*** Opening SOURCE MATERIAL ***

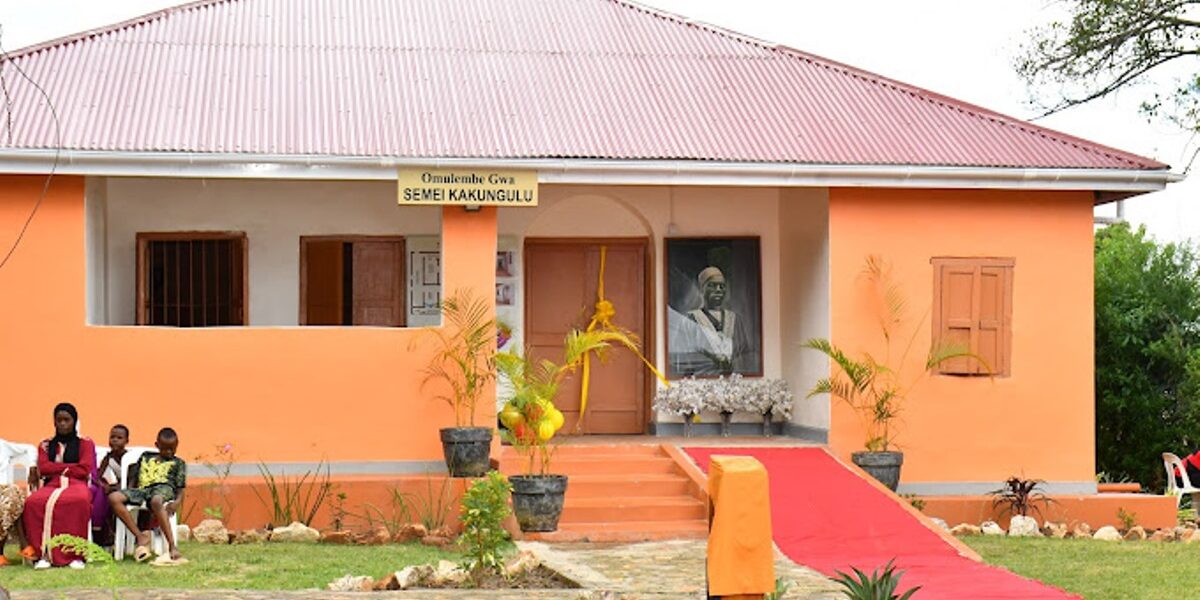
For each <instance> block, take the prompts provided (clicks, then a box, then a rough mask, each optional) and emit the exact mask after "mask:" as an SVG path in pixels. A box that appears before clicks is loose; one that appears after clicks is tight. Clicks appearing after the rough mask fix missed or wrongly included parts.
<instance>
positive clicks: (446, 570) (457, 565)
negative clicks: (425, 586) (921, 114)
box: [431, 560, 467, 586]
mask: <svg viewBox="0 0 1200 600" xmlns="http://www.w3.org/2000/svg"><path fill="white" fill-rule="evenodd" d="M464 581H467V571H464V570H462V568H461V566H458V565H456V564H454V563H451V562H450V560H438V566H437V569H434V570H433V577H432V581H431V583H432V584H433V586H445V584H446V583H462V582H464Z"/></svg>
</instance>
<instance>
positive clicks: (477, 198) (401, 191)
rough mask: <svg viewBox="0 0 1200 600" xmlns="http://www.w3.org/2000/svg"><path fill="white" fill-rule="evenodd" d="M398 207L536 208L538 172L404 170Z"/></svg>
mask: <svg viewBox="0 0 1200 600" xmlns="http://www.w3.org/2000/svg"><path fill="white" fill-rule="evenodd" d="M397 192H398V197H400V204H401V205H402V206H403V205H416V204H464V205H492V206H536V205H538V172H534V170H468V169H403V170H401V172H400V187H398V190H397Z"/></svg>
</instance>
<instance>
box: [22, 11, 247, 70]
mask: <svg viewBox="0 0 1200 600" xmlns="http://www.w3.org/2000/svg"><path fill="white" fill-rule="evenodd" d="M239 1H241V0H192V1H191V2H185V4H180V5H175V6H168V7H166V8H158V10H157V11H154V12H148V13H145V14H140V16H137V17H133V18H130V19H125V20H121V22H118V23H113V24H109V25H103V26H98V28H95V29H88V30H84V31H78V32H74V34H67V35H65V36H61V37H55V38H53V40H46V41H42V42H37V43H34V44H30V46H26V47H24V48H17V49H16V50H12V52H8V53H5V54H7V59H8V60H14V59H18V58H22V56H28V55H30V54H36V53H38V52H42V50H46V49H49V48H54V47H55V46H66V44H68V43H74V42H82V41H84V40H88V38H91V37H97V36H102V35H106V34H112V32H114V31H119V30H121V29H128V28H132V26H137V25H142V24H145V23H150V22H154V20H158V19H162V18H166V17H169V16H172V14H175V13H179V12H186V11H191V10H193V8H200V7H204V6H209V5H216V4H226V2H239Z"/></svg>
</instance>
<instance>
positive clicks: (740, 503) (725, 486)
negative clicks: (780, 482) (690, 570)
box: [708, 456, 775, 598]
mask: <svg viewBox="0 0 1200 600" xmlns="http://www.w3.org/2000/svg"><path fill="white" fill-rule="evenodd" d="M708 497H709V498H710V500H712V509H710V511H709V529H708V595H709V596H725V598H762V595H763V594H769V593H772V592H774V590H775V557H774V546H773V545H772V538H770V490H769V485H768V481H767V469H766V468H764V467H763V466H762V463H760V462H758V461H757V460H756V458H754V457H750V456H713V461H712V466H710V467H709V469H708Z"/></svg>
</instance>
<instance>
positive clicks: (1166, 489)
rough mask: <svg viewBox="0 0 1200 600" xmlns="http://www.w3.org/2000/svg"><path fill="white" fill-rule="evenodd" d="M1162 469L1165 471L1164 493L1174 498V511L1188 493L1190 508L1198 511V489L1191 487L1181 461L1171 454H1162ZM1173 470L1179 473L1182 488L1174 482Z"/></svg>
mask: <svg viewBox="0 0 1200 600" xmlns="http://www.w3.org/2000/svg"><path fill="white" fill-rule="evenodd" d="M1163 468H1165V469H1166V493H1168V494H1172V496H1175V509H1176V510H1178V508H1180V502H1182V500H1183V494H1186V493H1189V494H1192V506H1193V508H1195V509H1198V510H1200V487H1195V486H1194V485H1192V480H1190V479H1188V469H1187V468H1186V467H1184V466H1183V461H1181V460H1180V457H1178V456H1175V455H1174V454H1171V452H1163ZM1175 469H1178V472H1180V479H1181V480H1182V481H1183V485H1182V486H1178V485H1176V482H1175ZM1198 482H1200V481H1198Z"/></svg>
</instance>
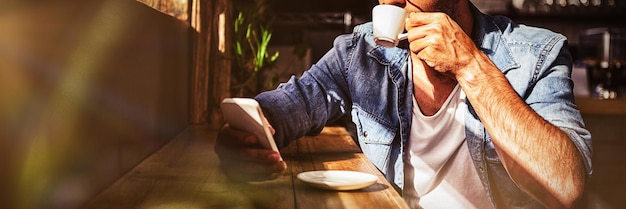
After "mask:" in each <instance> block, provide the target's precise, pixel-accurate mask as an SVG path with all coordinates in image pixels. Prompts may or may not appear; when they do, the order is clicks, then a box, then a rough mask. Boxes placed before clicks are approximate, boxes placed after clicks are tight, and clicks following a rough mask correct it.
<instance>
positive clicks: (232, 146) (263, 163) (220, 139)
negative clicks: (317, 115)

*** Closing SOURCE MATERIAL ***

= TASK BRIEF =
In the copy, include every line of the records exactly and none of the images.

= TASK SOLUTION =
For each <instance> block, take the prompts provided (clicks, then a box, then a rough mask, each optional) and emit the exact mask after "mask:" as an SVG path in pixels. A box that appears before clicks is loose; one that appears after clicks is tight. Clicks appearing after the rough mask fix missed or wrongly included parts.
<instance>
positive clicks: (446, 570) (457, 565)
negative clicks: (425, 586) (921, 114)
box: [431, 560, 467, 586]
mask: <svg viewBox="0 0 1200 600" xmlns="http://www.w3.org/2000/svg"><path fill="white" fill-rule="evenodd" d="M464 581H467V571H464V570H462V568H461V566H458V565H456V564H454V563H451V562H450V560H438V566H437V569H434V570H433V577H432V581H431V583H432V584H433V586H445V584H446V583H462V582H464Z"/></svg>
</instance>
<instance>
positive clicks: (477, 198) (401, 191)
rough mask: <svg viewBox="0 0 1200 600" xmlns="http://www.w3.org/2000/svg"><path fill="white" fill-rule="evenodd" d="M398 207L536 208L538 172L404 170Z"/></svg>
mask: <svg viewBox="0 0 1200 600" xmlns="http://www.w3.org/2000/svg"><path fill="white" fill-rule="evenodd" d="M397 192H398V197H400V204H401V205H402V206H403V205H416V204H464V205H492V206H536V205H538V172H534V170H468V169H403V170H401V172H400V187H398V190H397Z"/></svg>
</instance>
<instance>
box: [22, 11, 247, 70]
mask: <svg viewBox="0 0 1200 600" xmlns="http://www.w3.org/2000/svg"><path fill="white" fill-rule="evenodd" d="M239 1H241V0H192V1H191V2H185V4H180V5H175V6H168V7H166V8H158V10H157V11H154V12H148V13H145V14H140V16H137V17H133V18H130V19H125V20H121V22H118V23H113V24H109V25H103V26H98V28H95V29H88V30H84V31H78V32H74V34H67V35H65V36H61V37H55V38H53V40H46V41H42V42H37V43H34V44H30V46H26V47H24V48H17V49H16V50H12V52H8V53H5V54H7V59H8V60H14V59H18V58H22V56H28V55H30V54H36V53H38V52H42V50H46V49H49V48H54V47H55V46H66V44H68V43H74V42H82V41H84V40H88V38H91V37H97V36H102V35H106V34H112V32H114V31H119V30H121V29H128V28H132V26H137V25H142V24H145V23H150V22H154V20H158V19H162V18H166V17H169V16H172V14H175V13H179V12H186V11H191V10H193V8H200V7H204V6H209V5H216V4H226V2H239Z"/></svg>
</instance>
<instance>
positive clicks: (740, 503) (725, 486)
negative clicks: (780, 482) (690, 570)
box: [708, 456, 775, 598]
mask: <svg viewBox="0 0 1200 600" xmlns="http://www.w3.org/2000/svg"><path fill="white" fill-rule="evenodd" d="M708 497H709V498H710V500H712V509H710V511H709V529H708V595H709V596H725V598H762V595H763V594H769V593H772V592H774V590H775V557H774V546H773V545H772V538H770V490H769V485H768V481H767V469H766V468H764V467H763V466H762V463H760V462H758V461H757V460H756V458H754V457H750V456H713V461H712V466H710V467H709V469H708Z"/></svg>
</instance>
<instance>
positive clicks: (1166, 489)
rough mask: <svg viewBox="0 0 1200 600" xmlns="http://www.w3.org/2000/svg"><path fill="white" fill-rule="evenodd" d="M1162 469L1165 471L1164 493L1174 498V511L1188 493L1190 508L1198 511V489L1191 487L1181 461L1171 454H1162ZM1173 470L1179 473L1182 488L1174 482Z"/></svg>
mask: <svg viewBox="0 0 1200 600" xmlns="http://www.w3.org/2000/svg"><path fill="white" fill-rule="evenodd" d="M1163 468H1165V469H1166V493H1168V494H1172V496H1175V509H1176V510H1178V508H1180V502H1182V500H1183V494H1186V493H1189V494H1192V506H1193V508H1195V509H1198V510H1200V487H1195V486H1194V485H1192V480H1190V479H1188V469H1187V468H1186V467H1184V466H1183V461H1181V460H1180V457H1178V456H1175V455H1174V454H1171V452H1163ZM1175 469H1178V472H1180V479H1181V480H1182V481H1183V485H1182V486H1178V485H1176V482H1175ZM1198 482H1200V481H1198Z"/></svg>
</instance>
After "mask:" in each <instance> block, provide the target's precise, pixel-accurate mask as an SVG path with all coordinates in image pixels. Prompts may or may not appear; when they do, the order is clicks, then a box, then a rough mask. Boxes placed before clicks are approximate, boxes placed after clicks are tight, and clicks following a rough mask correct it.
<instance>
positive clicks: (232, 146) (263, 163) (220, 139)
negative clicks: (317, 115)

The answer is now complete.